Work order:
Every entry must appear in the output exactly as it does here.

Records for the exercise:
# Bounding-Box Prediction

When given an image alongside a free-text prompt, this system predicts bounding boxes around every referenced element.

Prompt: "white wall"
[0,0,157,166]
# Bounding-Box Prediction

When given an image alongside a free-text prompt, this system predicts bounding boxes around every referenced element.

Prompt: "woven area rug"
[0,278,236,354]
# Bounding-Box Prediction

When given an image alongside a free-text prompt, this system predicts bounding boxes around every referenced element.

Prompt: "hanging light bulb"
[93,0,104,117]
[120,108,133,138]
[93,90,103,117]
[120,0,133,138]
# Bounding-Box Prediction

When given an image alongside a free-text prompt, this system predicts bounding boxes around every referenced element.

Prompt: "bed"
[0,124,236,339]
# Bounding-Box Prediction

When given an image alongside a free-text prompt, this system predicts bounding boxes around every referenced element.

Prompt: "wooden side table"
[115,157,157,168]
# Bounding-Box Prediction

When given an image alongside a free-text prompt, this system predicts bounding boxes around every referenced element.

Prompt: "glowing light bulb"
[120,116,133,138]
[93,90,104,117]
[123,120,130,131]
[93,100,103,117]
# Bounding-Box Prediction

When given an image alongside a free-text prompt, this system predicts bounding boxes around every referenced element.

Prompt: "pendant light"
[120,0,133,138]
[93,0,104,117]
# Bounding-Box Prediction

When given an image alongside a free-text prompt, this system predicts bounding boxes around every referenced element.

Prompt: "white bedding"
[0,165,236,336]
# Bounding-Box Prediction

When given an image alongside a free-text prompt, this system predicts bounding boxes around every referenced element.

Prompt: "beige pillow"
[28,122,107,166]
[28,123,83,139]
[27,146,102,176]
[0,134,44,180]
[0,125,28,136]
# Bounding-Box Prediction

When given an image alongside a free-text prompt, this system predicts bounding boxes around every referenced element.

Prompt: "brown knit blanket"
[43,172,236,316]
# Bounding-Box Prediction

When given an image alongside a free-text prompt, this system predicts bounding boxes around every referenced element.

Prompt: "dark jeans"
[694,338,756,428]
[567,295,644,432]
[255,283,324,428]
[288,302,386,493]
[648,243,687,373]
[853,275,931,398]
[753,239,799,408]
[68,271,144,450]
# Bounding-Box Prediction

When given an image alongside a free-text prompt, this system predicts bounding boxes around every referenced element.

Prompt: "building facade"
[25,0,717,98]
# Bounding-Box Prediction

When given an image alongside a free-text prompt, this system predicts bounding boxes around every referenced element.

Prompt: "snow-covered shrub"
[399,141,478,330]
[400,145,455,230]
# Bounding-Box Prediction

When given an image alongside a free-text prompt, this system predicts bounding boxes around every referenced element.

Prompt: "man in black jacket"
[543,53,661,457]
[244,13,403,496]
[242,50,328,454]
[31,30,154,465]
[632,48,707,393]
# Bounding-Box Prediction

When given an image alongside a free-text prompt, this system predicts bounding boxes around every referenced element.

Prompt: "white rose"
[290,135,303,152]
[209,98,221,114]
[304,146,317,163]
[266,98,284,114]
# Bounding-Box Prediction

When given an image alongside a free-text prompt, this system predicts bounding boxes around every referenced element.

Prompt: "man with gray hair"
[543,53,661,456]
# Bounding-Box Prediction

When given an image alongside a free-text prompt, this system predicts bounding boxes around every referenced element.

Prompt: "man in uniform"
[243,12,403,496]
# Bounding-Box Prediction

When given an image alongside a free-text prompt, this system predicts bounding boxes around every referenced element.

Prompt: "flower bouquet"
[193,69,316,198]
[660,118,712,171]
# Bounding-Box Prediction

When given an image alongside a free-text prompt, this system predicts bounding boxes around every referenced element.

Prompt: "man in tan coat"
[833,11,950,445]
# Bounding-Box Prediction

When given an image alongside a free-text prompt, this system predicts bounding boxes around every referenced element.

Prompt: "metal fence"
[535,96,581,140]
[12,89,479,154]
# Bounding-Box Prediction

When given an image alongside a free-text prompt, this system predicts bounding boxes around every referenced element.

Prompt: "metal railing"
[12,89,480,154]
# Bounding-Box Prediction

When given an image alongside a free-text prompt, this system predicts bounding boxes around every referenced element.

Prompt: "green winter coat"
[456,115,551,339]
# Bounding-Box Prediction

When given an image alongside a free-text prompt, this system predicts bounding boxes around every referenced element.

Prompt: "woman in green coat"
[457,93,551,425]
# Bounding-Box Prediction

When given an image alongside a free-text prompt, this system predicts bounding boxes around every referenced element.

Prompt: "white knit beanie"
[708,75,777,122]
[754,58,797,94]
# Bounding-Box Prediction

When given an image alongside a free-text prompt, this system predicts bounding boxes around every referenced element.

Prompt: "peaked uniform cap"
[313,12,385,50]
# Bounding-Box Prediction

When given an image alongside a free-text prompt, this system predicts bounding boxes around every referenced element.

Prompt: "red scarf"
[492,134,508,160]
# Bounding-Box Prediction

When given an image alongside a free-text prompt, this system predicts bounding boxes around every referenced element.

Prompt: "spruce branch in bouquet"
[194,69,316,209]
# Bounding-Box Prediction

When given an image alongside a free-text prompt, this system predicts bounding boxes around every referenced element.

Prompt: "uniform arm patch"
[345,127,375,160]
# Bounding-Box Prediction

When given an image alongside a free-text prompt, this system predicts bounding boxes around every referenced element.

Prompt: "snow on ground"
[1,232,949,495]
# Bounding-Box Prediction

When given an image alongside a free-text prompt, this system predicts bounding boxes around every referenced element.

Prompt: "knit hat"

Output for this task:
# Bounding-Box Prediction

When given an image alongside a free-text prompt, this system predicts bounding boxes around every referenced element.

Prompt: "white wall"
[0,0,157,166]
# Bounding-Box Prediction

When given an image alongside a free-text prompt, this system predicts bounding boxes around every referenced element.

Prompt: "woven area rug"
[0,278,236,354]
# Bounding-Box Prediction

When given an image alongside a free-text prompt, this system predicts bounding boxes around every referenced element.

Prompt: "hanging light bulb"
[93,0,104,117]
[120,108,133,138]
[93,90,103,117]
[120,0,133,138]
# Bounding-Box Prediction

When given an image alongside a free-text prompt, this system predicts bounding boxes around every referenced element.

Prompt: "bed"
[0,124,236,339]
# Bounding-Box Prediction

When given an image alongside a free-text prompt, this system predicts bounding boxes around every referenced element.

Prompt: "wooden side table"
[115,157,157,168]
# Bounding-Box Prediction

When given an image alongside a free-text prompt, this system predicts bounding boxes around every referenced element.

Prompt: "glowing light bulb"
[120,116,133,138]
[93,90,104,117]
[123,120,130,131]
[93,100,103,117]
# Bounding-Box Prediction

When given an image alongside a free-text prompt, this system predicts bounding boxes around every referenced element.

Prompt: "pendant light"
[120,0,133,138]
[93,0,104,117]
# Bounding-Box Prediction

When given an image alongside a free-text prompt, this system predicts bounding boxes around every referenced element.

Prompt: "white bedding"
[0,165,236,336]
# Bounding-Box Prediction

When given an image alongside a free-text prompt, this system predicts bounding boxes around every referenced element.

Prompt: "beige pillow"
[28,122,107,166]
[28,123,83,139]
[27,146,102,176]
[0,134,44,180]
[0,125,28,136]
# Bounding-Box Prediction

When given an image alongside a free-text prompt, this system predicts bounding boxes around every referenced element.

Prompt: "brown knit blanket"
[43,172,236,316]
# Bounding-Box Prediction

When given an image alongside a free-text prompt, this system predicts bounding boxes around every referenced element.

Prompt: "dark jeans"
[694,338,756,428]
[567,295,644,432]
[255,283,324,428]
[288,302,386,493]
[648,243,687,373]
[853,275,931,398]
[753,239,799,408]
[68,271,144,450]
# Bounding-Box Prediction

When given an image alongside a free-text prompt, this system predicts bounding boxes around every referenced element.

Prompt: "building facade"
[25,0,717,98]
# Bounding-Box Prediction

When given an image alongside a free-text prompt, this system predicts bounding boxes around every referenced element.

Prompt: "snow-covered shrub"
[399,141,478,330]
[400,145,455,230]
# Bounding-Box Prediction

When given an image alongside a free-text prompt, this system predicts bounding boxes around every referenced element.

Prompt: "man in black jacket"
[543,53,661,457]
[244,13,403,496]
[242,50,328,454]
[31,30,154,465]
[632,48,707,393]
# Bounding-Box Prediction

When given an image alongside a free-text prompt, this system predicts bounding boxes around every referenced element.

Prompt: "white rose"
[290,135,303,152]
[209,98,221,114]
[304,146,317,163]
[266,98,284,114]
# Bounding-Box Prediction

When given an image alongside a free-text prompt, this system predicts bounding boxes around every referenced element.

Prompt: "man with gray hair"
[543,53,661,456]
# Bounding-Box Prediction

When given an image alongside a free-text prompt, this system predicts bounding boxes around every referenced element.

Prompt: "man in uniform"
[243,12,403,496]
# Bounding-Box Prediction

When given an image alongside a free-text prompt, this system predicts bounding boxes around every referenced element.

Prompt: "flower bouquet"
[193,69,316,198]
[660,118,712,171]
# Bounding-Box Prediction

When given an image alongside a free-text prompt, this system predicts bounding boxes around every referenced element.

Prompt: "man in tan coat"
[833,11,950,445]
# Bounding-Box Prediction

When given an image alongside a free-text prompt, this system predicts bounding boxes around every referenced element.

Prompt: "metal fence"
[535,96,581,140]
[12,89,479,154]
# Bounding-Box Prediction

When given an image alongside a free-text prompt, this system predicts bounding boxes around every referenced element.

Prompt: "metal railing"
[12,89,480,154]
# Bounding-Box Prediction

When given an image alongside a free-text prompt, this system predicts bounding boxes around every referenced element.

Prompt: "green winter coat"
[456,115,551,339]
# Bounding-Box Prediction

When given an image alongside a free-text prompt, this system predicts bounding boxes around every referenced element.

Prompt: "woman in green coat"
[457,93,551,425]
# Bounding-Box Prediction

When given an image alongside a free-text prompt, this system predicts bounding boxes around every referenced element.

Prompt: "white knit beanie"
[708,75,777,122]
[754,58,797,94]
# Bounding-Box Prediction

When given an image alongside a free-text prompt, this system predicts bounding boxes around every referenced element.

Prompt: "peaked uniform cap"
[313,12,385,50]
# Bounding-Box Prediction

When given an image alongside a free-text prompt, this system predicts bounding boxes around every referenced element.

Prompt: "red scarf"
[492,134,508,160]
# Bounding-Box Prediction

When given an image alongside a free-text prompt, this system predicts bounding boxes around every referenced element.

Prompt: "spruce branch in bouquet"
[194,69,316,209]
# Bounding-Box Prediction

When given an image alongside a free-text prompt, this system predicts bounding boxes around every referenced element.

Prompt: "uniform arm patch"
[345,127,375,160]
# Bounding-Box Prediction

When given an image alongside a free-text prompt, this system predicts bounding boxes around every referenced element.

Prompt: "snow on ground"
[1,232,949,495]
# Bounding-Box Prediction

When given an image alongside a free-text prompt, this system predicts bounding boxes around every referenced element.

Prompt: "knit hat"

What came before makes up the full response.